§ Records to use
═══
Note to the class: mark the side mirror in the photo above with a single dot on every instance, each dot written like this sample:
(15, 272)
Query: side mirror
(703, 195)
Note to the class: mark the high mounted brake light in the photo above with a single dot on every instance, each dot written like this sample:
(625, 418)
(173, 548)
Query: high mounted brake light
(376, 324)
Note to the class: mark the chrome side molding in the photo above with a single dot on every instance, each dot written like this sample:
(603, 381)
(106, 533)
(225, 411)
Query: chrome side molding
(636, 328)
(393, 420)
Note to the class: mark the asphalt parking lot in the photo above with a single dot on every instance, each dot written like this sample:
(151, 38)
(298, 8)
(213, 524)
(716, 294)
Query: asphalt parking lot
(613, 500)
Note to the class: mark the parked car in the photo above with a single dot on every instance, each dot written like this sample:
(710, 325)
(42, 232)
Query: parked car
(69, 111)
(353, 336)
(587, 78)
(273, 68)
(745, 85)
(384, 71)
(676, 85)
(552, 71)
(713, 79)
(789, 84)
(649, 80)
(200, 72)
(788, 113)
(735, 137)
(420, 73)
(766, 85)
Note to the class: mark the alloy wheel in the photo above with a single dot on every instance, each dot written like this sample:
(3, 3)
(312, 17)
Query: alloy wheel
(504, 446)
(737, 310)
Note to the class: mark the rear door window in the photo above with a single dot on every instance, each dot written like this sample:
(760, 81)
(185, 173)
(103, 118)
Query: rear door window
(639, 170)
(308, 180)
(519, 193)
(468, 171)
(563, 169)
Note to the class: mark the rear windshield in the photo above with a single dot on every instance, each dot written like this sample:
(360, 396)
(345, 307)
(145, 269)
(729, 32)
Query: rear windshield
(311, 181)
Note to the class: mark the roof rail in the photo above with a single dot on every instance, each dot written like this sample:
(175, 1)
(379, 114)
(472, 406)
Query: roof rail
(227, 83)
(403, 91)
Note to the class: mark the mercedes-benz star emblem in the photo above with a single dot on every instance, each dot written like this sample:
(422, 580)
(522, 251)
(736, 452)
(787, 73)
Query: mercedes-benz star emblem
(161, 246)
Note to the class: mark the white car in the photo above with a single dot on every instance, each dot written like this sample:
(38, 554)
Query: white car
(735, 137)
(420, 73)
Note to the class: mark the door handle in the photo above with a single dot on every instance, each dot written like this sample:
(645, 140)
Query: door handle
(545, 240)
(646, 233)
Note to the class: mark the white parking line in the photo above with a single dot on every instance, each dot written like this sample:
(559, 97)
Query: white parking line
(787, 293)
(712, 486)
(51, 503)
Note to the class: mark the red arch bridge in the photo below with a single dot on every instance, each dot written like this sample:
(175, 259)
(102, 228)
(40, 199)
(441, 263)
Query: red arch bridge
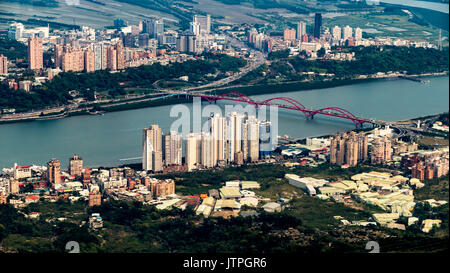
(290, 104)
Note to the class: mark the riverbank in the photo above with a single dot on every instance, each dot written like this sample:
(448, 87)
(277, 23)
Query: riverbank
(250, 90)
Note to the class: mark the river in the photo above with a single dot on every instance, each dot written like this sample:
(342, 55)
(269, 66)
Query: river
(109, 139)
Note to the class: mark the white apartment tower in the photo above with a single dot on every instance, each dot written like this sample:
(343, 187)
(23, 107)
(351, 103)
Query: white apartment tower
(172, 149)
(152, 149)
(348, 32)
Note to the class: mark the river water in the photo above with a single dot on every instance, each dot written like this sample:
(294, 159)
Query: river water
(115, 138)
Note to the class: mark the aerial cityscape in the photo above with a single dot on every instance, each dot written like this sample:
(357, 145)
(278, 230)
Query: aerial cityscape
(224, 126)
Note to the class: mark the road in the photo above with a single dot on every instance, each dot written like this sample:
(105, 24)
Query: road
(258, 59)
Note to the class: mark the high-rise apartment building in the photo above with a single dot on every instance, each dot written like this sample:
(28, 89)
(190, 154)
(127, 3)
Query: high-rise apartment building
(358, 34)
(204, 22)
(3, 65)
(15, 31)
(35, 53)
(115, 57)
(172, 154)
(381, 151)
(336, 34)
(187, 42)
(191, 155)
(251, 127)
(348, 149)
(348, 33)
(317, 25)
(217, 126)
(152, 149)
(72, 59)
(76, 166)
(100, 56)
(301, 30)
(207, 150)
(289, 34)
(89, 60)
(159, 188)
(53, 172)
(194, 27)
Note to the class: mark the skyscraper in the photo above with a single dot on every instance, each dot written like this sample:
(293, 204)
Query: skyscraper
(348, 149)
(35, 54)
(358, 34)
(54, 172)
(89, 61)
(337, 33)
(348, 33)
(252, 127)
(100, 56)
(76, 166)
(15, 31)
(301, 30)
(172, 149)
(207, 147)
(204, 22)
(3, 65)
(152, 149)
(187, 42)
(217, 125)
(317, 25)
(158, 26)
(194, 27)
(192, 148)
(289, 34)
(381, 151)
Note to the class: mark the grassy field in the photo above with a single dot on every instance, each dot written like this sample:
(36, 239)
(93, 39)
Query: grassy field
(319, 213)
(434, 189)
(395, 25)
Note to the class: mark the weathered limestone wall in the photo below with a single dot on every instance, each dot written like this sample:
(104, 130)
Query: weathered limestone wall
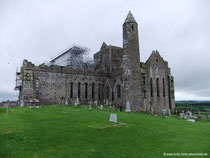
(131, 64)
(157, 73)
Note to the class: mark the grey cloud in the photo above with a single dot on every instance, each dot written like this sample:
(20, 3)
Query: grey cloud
(38, 30)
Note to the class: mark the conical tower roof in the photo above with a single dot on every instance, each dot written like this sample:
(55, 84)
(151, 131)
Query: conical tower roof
(130, 18)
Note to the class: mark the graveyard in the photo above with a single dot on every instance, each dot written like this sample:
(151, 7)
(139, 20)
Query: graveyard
(68, 131)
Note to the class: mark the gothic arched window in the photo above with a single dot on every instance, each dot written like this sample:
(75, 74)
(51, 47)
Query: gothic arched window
(164, 92)
(99, 91)
(79, 89)
(157, 86)
(151, 88)
(71, 90)
(93, 88)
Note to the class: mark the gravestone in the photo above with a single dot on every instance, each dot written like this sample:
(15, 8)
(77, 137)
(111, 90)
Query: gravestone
(113, 118)
(128, 107)
(191, 120)
(181, 115)
(199, 117)
(190, 114)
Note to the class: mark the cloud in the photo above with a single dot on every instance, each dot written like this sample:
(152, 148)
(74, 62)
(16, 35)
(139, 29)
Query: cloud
(38, 30)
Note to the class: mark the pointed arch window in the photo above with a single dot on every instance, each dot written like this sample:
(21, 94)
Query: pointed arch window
(37, 87)
(157, 86)
(37, 84)
(71, 90)
(151, 88)
(164, 91)
(107, 92)
(118, 91)
(99, 91)
(79, 85)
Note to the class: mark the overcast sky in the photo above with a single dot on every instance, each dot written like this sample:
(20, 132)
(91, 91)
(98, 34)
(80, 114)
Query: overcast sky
(38, 30)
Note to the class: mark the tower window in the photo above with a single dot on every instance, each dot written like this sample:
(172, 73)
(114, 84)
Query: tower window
(144, 81)
(157, 86)
(132, 27)
(164, 93)
(71, 90)
(86, 89)
(118, 91)
(107, 92)
(37, 87)
(79, 89)
(151, 88)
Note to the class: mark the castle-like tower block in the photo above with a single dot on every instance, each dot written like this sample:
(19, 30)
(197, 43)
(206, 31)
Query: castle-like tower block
(131, 63)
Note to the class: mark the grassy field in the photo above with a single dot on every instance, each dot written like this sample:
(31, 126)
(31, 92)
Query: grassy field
(195, 106)
(58, 132)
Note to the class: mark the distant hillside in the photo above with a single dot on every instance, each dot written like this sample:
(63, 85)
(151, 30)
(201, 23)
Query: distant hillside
(192, 103)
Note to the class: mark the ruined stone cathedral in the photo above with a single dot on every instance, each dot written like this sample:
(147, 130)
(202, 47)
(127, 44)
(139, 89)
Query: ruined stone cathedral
(115, 76)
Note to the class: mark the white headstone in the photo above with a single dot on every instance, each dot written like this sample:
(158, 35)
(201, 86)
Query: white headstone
(21, 103)
(90, 107)
(7, 108)
(128, 107)
(113, 118)
(164, 113)
(190, 114)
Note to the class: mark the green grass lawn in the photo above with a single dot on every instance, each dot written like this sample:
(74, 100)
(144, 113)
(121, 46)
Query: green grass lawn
(57, 132)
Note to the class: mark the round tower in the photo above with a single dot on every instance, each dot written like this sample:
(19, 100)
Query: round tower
(131, 63)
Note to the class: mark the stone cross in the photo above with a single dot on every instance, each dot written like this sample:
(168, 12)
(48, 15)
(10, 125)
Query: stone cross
(128, 107)
(113, 118)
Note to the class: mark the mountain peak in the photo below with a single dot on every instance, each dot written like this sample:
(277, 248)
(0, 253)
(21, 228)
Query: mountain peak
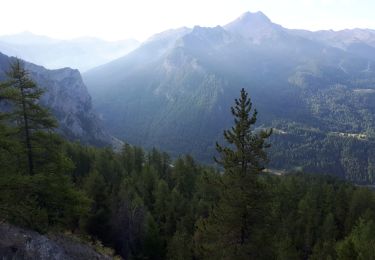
(254, 17)
(256, 26)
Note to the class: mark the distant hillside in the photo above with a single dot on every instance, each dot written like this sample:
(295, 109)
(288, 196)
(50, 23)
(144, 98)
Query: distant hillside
(80, 53)
(69, 101)
(317, 89)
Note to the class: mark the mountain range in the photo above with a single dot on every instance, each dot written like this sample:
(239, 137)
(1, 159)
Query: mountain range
(315, 89)
(69, 101)
(81, 53)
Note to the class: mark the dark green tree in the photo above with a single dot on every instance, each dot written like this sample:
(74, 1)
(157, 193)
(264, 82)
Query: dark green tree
(30, 118)
(234, 228)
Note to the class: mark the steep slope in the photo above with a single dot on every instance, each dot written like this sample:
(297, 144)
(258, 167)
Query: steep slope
(18, 243)
(80, 53)
(69, 101)
(177, 96)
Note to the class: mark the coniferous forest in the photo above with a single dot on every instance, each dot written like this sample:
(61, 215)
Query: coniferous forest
(146, 205)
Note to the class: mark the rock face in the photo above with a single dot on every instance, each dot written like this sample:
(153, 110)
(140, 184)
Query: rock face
(21, 244)
(67, 97)
(174, 93)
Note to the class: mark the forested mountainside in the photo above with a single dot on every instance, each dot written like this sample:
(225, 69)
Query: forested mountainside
(144, 205)
(67, 97)
(81, 53)
(316, 89)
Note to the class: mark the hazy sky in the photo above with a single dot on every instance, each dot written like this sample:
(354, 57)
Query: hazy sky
(139, 19)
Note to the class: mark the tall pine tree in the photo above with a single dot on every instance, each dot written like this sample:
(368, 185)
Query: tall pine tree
(28, 116)
(236, 225)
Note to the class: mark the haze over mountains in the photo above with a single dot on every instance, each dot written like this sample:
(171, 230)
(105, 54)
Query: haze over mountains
(315, 88)
(173, 92)
(67, 98)
(80, 53)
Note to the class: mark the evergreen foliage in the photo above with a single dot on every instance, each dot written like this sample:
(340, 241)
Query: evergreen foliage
(147, 206)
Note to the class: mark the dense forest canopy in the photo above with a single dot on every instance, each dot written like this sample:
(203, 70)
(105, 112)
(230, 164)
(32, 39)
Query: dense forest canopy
(147, 206)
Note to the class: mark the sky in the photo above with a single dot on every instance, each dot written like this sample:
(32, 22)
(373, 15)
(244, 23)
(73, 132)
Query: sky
(139, 19)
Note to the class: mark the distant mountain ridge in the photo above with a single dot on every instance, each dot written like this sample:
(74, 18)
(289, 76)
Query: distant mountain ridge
(174, 92)
(80, 53)
(68, 99)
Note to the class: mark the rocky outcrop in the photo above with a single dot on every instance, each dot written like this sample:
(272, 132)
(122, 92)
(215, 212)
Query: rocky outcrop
(67, 97)
(18, 243)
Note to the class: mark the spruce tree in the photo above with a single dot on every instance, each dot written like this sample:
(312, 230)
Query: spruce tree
═══
Extract every line from the one with "Note to the class: mark the distant mountain" down to the final line above, both included, exactly as written.

Note to the class: mark the distant mountain ridge in the photo above with a single dot on every instance, each dot written like this sample:
(74, 18)
(289, 76)
Query: distant mountain ridge
(174, 92)
(80, 53)
(68, 99)
Note to the class: mark the rocky outcrop in the photo above with a single dot on every instance, each dot written like this sample:
(272, 132)
(122, 92)
(215, 212)
Query: rocky outcrop
(67, 97)
(18, 243)
Note to the class: mark the spruce tree in the photo above with a single dot on every instance, each dot written like this sample:
(312, 230)
Query: spruce tree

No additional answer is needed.